- _Text provided_:

-- start --

The first act of the film, in which Kirill finds himself being erased from everyone’s memories, is simple enough. We’ve seen this before — a man being wiped out of the world, a man being initiated into a new life with strange and secret powers. It moves well; Volkov brings Kirill’s astonishment across; the mystery’s enough to make us want to see what happens next. And then the chaos begins. We start getting ideas thrown at us hard and fast, and halfway through an explanation of one idea another breaks in on us and we get some of the basics on that and never end up getting the rest of the explanation of the first. Meanwhile another three things have happened.
Kirill’s bound to the tower where different words can be accessed. People are travelling between worlds, though we never get a strong sense of who. Some of them are trading goods, though again it’s unclear with whom. Kirill can open the doors in the tower, and then sometimes when he can create new ones. The tower’s a few stories tall, except as new doors are added (I think), although we never see that. Kiril can make a lot of new doors, which makes him a natural at his job, which he somehow knows how to do though we don’t understand why. Also the tower can make things for him and control reality within it. Oh, and Kirill has a mysterious boss, who he never meets and wants to find. This is all for starters, and if it seems a bit all over the place I haven’t gotten to the actual alternate realities yet.

-- end --

- _Recorded data_:
-- start --

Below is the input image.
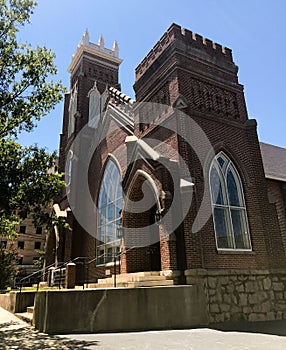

-- end --

- _Exercise task A_: In the film review, repeat the passage starting at "Kirill’s bound to" and ending at "alternate realities yet.", substituting "gates" for "doors".
- _Exercise task B_: According to the film review, why is Kirill a natural at his job?

- _Task response A_:
Kirill’s bound to the tower where different words can be accessed. People are travelling between worlds, though we never get a strong sense of who. Some of them are trading goods, though again it’s unclear with whom. Kirill can open the gates in the tower, and then sometimes when he can create new ones. The tower’s a few stories tall, except as new gates are added (I think), although we never see that. Kiril can make a lot of new gates, which makes him a natural at his job, which he somehow knows how to do though we don’t understand why. Also the tower can make things for him and control reality within it. Oh, and Kirill has a mysterious boss, who he never meets and wants to find. This is all for starters, and if it seems a bit all over the place I haven’t gotten to the actual alternate realities yet.

- _Task response B_: Kirill is a natural at his job because he can make a lot of new doors in the tower.